== The task ==
Answer these questions using the article about charity shops and the Marie Kondo boom:
(a) By what percentage did charity shop donations increase?
(b) What is the name of the Netflix series mentioned?
(c) What is Leah Johnson's role?
[Start of Page extract]
'Any act of giving can spark joy': how charity shops are benefitting from the Marie Kondo boom

Since the Marie Kondo boom, charity shop donations increased by 25 per cent - AP
Since the Marie Kondo boom, charity shop donations increased by 25 per cent - AP

We’ve all been there. You’ve spent hours – possibly days, due to your habitual hoarding and inability to let go – trying to declutter your home. And now that you’ve officially Kondo’d the heck out of your abode, your old belongings have found their penultimate resting place in the hallway, because despite your best intentions, you are quite unsure what to do with them.

Thanks to the phenomenon known as the ‘Marie Kondo effect’ (in which the Japanese tidying guru helps families clear their homes of anything that doesn’t “spark joy”), the benefits of decluttering have not only been restricted to those involved in Netflix series Tidying Up With Marie Kondo.

Last month, charity shops across the country reported a significant boom in the donation of clothes and other items since the programme began streaming.

One housing and homelessness charity has even responded to the Kondo craze by taking things a step further, implementing Marie Kondo’s methods within the visual merchandising of their own stores as a means of attracting further donations. And it’s worked.

“After Marie Kondo, donations were 25 per cent up on what it would be normally in an average January,” says Leah Johnson, commercial development manager for Boutiques at Shelter.
[End of Page extract]
[Start of Supplied material]
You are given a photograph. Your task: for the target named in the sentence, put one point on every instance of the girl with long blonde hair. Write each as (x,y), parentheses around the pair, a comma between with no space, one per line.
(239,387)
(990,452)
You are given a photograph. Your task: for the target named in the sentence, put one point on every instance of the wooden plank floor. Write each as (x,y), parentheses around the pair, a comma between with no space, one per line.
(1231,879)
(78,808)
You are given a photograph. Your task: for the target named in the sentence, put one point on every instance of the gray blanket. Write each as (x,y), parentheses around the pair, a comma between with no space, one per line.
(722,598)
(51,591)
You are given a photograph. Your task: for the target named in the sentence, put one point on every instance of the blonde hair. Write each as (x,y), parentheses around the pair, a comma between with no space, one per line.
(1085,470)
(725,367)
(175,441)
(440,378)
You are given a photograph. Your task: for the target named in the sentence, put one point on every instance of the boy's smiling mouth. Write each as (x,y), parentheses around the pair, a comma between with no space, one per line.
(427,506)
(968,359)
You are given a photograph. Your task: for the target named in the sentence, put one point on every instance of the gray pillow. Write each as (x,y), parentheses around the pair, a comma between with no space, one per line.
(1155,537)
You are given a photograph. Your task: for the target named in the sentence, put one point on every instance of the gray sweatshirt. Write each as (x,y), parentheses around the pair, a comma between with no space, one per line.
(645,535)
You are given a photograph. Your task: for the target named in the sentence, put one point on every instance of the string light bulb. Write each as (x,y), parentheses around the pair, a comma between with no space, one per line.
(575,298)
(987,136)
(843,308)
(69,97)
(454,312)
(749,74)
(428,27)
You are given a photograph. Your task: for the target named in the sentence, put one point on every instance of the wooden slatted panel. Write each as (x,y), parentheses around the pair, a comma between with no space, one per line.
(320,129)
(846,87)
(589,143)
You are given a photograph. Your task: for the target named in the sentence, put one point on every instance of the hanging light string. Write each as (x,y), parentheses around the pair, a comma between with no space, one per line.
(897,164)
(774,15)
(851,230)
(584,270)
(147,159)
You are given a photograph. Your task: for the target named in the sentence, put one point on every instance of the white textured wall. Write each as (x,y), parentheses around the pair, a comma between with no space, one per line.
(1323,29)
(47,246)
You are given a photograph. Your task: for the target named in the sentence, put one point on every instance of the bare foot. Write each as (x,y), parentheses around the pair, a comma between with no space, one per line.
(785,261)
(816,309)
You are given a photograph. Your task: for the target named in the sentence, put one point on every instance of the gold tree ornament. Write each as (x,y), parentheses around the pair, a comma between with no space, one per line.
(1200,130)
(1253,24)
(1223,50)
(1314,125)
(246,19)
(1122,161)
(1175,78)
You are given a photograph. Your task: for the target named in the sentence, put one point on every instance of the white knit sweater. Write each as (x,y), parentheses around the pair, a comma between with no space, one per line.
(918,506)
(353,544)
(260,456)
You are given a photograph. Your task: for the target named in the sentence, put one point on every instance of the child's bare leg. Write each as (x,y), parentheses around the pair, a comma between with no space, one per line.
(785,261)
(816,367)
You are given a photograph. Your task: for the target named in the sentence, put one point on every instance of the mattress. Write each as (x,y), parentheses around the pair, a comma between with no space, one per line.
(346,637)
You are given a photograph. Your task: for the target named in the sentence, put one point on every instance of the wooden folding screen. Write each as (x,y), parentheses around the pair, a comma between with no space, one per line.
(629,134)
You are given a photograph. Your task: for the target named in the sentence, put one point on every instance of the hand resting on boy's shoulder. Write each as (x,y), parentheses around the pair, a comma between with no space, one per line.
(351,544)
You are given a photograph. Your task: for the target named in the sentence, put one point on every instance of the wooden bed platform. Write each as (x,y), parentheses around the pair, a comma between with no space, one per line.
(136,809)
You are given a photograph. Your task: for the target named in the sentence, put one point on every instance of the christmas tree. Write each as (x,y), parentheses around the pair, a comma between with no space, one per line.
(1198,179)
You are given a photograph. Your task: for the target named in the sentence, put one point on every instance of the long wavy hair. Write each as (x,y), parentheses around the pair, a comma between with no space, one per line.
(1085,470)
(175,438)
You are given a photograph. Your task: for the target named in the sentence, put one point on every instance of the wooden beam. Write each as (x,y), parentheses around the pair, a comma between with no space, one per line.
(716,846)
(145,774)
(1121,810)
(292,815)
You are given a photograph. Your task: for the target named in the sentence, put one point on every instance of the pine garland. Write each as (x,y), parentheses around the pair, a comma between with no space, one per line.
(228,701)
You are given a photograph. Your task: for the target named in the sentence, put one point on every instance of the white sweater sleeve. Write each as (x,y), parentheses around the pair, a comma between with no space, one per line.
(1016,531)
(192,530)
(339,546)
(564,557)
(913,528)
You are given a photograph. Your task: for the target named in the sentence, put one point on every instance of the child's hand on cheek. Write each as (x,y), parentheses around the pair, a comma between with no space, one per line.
[End of Supplied material]
== Solution for this task ==
(a) 25 percent.
(b) Tidying Up With Marie Kondo.
(c) She is commercial development manager for Boutiques at Shelter.